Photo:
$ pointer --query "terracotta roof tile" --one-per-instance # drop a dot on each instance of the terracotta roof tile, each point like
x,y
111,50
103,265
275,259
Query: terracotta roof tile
____________
Copy every line above exactly.

[RESPONSE BOX]:
Photo:
$ pointer --query "terracotta roof tile" --one-per-instance # drop a dot on each instance of the terracotta roof tile, each point like
x,y
111,50
103,265
275,259
Query: terracotta roof tile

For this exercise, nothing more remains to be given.